Challenge:
Extract every line of text from the records below, word for word and in order. Omit the pictures.

[Start of Material provided]

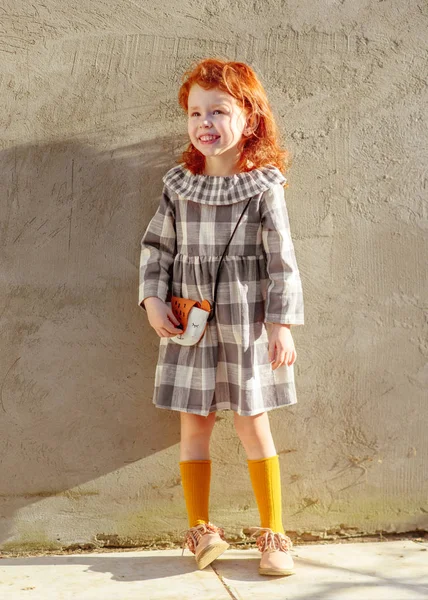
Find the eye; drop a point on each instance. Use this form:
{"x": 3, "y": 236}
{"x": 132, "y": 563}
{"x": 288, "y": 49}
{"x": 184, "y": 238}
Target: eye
{"x": 196, "y": 113}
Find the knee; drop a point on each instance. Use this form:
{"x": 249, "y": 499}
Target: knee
{"x": 251, "y": 426}
{"x": 196, "y": 426}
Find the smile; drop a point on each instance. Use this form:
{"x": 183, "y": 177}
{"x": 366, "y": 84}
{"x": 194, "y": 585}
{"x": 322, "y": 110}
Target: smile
{"x": 208, "y": 139}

[End of Material provided]

Correct result:
Find the eye; drop a point on each instance. Use this form:
{"x": 3, "y": 236}
{"x": 132, "y": 563}
{"x": 288, "y": 49}
{"x": 184, "y": 238}
Target: eye
{"x": 196, "y": 113}
Find the knee; drop a point on each instance. Use this form:
{"x": 249, "y": 499}
Target: knee
{"x": 251, "y": 426}
{"x": 196, "y": 426}
Find the smile; drop a point on each instance. Use this form:
{"x": 183, "y": 177}
{"x": 366, "y": 84}
{"x": 194, "y": 585}
{"x": 322, "y": 110}
Target: smile
{"x": 208, "y": 139}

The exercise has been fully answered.